__WHAT TO PRODUCE__. Can you render every line of the rows below as a JSON list of strings, with one string per line and blank lines left out?

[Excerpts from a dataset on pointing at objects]
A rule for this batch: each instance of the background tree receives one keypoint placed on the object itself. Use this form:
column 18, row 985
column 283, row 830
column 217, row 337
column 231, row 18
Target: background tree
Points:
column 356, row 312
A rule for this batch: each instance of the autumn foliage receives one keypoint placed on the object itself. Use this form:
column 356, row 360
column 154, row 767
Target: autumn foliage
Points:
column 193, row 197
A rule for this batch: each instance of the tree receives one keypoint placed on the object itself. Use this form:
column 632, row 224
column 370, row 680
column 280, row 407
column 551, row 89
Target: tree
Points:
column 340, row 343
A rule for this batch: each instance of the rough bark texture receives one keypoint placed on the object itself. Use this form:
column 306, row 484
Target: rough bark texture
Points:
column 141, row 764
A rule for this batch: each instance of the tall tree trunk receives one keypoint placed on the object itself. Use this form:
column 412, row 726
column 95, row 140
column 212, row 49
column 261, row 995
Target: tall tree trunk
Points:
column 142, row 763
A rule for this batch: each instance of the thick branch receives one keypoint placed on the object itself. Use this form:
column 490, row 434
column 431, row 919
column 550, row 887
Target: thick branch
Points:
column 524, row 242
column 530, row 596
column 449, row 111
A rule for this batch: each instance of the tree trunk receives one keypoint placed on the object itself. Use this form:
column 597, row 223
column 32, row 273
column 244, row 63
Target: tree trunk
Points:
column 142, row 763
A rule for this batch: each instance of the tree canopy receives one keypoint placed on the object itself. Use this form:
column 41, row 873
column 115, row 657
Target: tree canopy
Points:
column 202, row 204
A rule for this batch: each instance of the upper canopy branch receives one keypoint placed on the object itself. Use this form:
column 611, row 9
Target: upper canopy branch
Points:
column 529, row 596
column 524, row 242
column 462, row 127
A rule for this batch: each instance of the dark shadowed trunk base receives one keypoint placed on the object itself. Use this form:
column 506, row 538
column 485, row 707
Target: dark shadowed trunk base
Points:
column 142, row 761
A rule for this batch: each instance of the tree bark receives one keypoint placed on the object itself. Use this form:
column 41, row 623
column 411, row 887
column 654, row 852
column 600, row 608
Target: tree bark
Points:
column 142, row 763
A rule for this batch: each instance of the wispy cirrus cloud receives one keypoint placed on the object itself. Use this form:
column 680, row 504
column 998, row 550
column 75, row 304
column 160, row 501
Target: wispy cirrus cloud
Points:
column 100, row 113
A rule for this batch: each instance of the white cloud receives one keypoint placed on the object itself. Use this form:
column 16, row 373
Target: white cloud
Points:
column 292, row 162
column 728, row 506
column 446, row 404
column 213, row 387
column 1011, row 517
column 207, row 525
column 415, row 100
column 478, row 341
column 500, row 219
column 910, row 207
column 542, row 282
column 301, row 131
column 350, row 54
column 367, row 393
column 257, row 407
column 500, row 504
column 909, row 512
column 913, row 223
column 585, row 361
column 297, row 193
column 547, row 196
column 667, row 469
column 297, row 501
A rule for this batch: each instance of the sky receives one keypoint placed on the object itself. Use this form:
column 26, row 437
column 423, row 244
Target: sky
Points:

__RESPONSE TO THE EXERCISE__.
[
  "A rule for this batch: each instance of the background tree receives one keypoint placed on the object itself. Use this form:",
  "column 18, row 985",
  "column 283, row 830",
  "column 217, row 337",
  "column 231, row 18",
  "Target: background tree",
  "Points:",
  "column 356, row 312",
  "A rule for this batch: each instance of the autumn foliage receives one keypoint placed on the object itself. Use this form:",
  "column 356, row 360",
  "column 154, row 767",
  "Target: autumn foliage",
  "Points:",
  "column 193, row 197",
  "A rule for this batch: each instance of the tree receives one keypoint placed on the object itself. Use this form:",
  "column 632, row 224",
  "column 370, row 680",
  "column 280, row 407",
  "column 551, row 89",
  "Target: tree",
  "Points:",
  "column 340, row 343",
  "A rule for this batch: each instance of the rough bark texture receives one keypoint placed on the object itself. Use this form:",
  "column 306, row 484",
  "Target: rough bark texture",
  "Points:",
  "column 141, row 764",
  "A rule for this batch: each instance of the tall tree trunk receives one keypoint placed on the object itself. Use this form:",
  "column 412, row 726",
  "column 95, row 140",
  "column 212, row 49",
  "column 261, row 995",
  "Target: tall tree trunk",
  "Points:",
  "column 142, row 763",
  "A rule for this batch: each instance of the thick branch receives one keypoint placed on the object itself. Use this form:",
  "column 490, row 434",
  "column 431, row 919",
  "column 550, row 887",
  "Target: thick branch",
  "Points:",
  "column 524, row 242",
  "column 530, row 596",
  "column 449, row 111",
  "A rule for this batch: each instance of the tree trunk receives one keypoint placed on the object itself. Use this form:",
  "column 597, row 223",
  "column 32, row 273",
  "column 244, row 63",
  "Target: tree trunk",
  "Points:",
  "column 142, row 763",
  "A rule for this batch: each instance of the tree canopy receives one keypoint placed on the object itself. Use this form:",
  "column 41, row 873",
  "column 115, row 657",
  "Target: tree canopy",
  "Points:",
  "column 202, row 204",
  "A rule for this batch: each instance of the upper canopy branch receives one keypoint placed on the object itself. Use this form:",
  "column 611, row 9",
  "Target: upper canopy branch",
  "Points:",
  "column 529, row 596",
  "column 524, row 242",
  "column 462, row 127",
  "A rule for this batch: each instance of the dark shadowed trunk base receives one keypoint placed on the object itself. Use this form:",
  "column 506, row 538",
  "column 485, row 707",
  "Target: dark shadowed trunk base",
  "Points:",
  "column 142, row 761",
  "A rule for this batch: each instance of the tree bark receives one keypoint placed on the object itself. Use this form:",
  "column 41, row 623",
  "column 411, row 887",
  "column 654, row 852",
  "column 600, row 608",
  "Target: tree bark",
  "Points:",
  "column 142, row 763",
  "A rule for this batch: each instance of the wispy cirrus cloud receives one keypoint placed on the object itself. Use this form:",
  "column 680, row 504",
  "column 998, row 550",
  "column 75, row 304",
  "column 160, row 501",
  "Target: wispy cirrus cloud",
  "Points:",
  "column 100, row 113",
  "A rule for this batch: each instance of the white cloud receives one keypoint placed on the object itself. Use this form:",
  "column 16, row 373",
  "Target: white cloud",
  "Points:",
  "column 292, row 162",
  "column 728, row 506",
  "column 446, row 404",
  "column 213, row 387",
  "column 1011, row 517",
  "column 207, row 525",
  "column 415, row 100",
  "column 478, row 341",
  "column 500, row 219",
  "column 910, row 207",
  "column 542, row 282",
  "column 301, row 131",
  "column 350, row 54",
  "column 367, row 393",
  "column 257, row 407",
  "column 500, row 504",
  "column 909, row 512",
  "column 913, row 223",
  "column 585, row 361",
  "column 297, row 193",
  "column 547, row 196",
  "column 667, row 469",
  "column 297, row 501",
  "A rule for this batch: each instance of the sky receives one keypoint placed on the object itself. Use this form:",
  "column 26, row 437",
  "column 423, row 244",
  "Target: sky",
  "Points:"
]